Your instructions:
Continue the essay below about being sick and dreading getting older, starting right after its final sentence.

Text excerpt:
═══
I spent the last few days of my life as a 34-year-old as sick as a dog.
It could be the bug going around work. It could be because I don’t believe in flu shots. It could be because the weather can’t decide whether it wants to be pleasant or freezing, and the temperature keeps changing within the span of a day. Or, it could be my whole body repudiating the idea of getting older. That last one is the likeliest scenario. I’ve decided that dread is what caused the miserable last few days I just had.
There’s nothing like being sick to render a person nostalgic. Being sick when you’re still dependent on your parents is the best — someone will be there to get you Royal Tru-orange and chicken congee, to make sure you’re taking fluids, and that you’re comfortable.
My mother never did believe in giving me meds. That’s partially because I’m allergic to Tylenol (truth), so her method of getting me well was just seeing me through the inferno with sponge baths, and the aforementioned soft drink and porridge.
Flash forward to being an adult, and I’m doing it all by myself. Being married doesn’t help when Le Hubs has to work — someone still has to bring home the bacon, after all. So I end up doing everything by myself, including making my own porridge. It’s a sad parody of what once was.
I’ve spent the past decade of my life becoming an expert at lying about my age. I also realize that I’ve become so good at it, I’ve ended up believing my own fairy tale, that I’m never going to age, and I will be 17 forever.
With every year that passes, the fabric of my fantasy world frays just a bit more, and I get closer and closer to the realization that I can lie all I want about how old I truly am, but nothing is going to change what my birth certificate says.
═══
Input data:
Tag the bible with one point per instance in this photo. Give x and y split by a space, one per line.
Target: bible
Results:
═══
Task answer:
Here’s what I want for my 35th: a portrait of me that absorbs the ravages that time will make on my poor body.
Of course, it’ll be locked in an attic somewhere, enabling me to stay preternaturally youthful out in the real world. It’ll probably be more expensive than all the plastic surgery in the world (it only costs a SOUL!), but if you could bottle that stuff up, it would sell like hotcakes.
I could, of course, opt for the alternative — lead a healthy, active lifestyle training for marathons and eating exclusively organic fruits and vegetables with very little red meat and next to no-salt or sugar, but I sadly have no willpower.
I don’t know why they call it the Dirty Thirties. My thirties so far have been so clean, they’re squeaky. Much, I imagine, like what the next decade is going to be like. Squeaky. As in rusty hinges in need of oiling.
And so, the hunt for eternal life and eternal youth continues with the war being fought with needles, cow poison, and Restylane.
Right now, getting old is like being stuck in a rowboat with a hole in the bottom while a storm rages all around you, and all you have is a tiny tin cup to bail yourself out with.
I guess I’m going to have to strap myself in, because it’s going to be one helluva ride.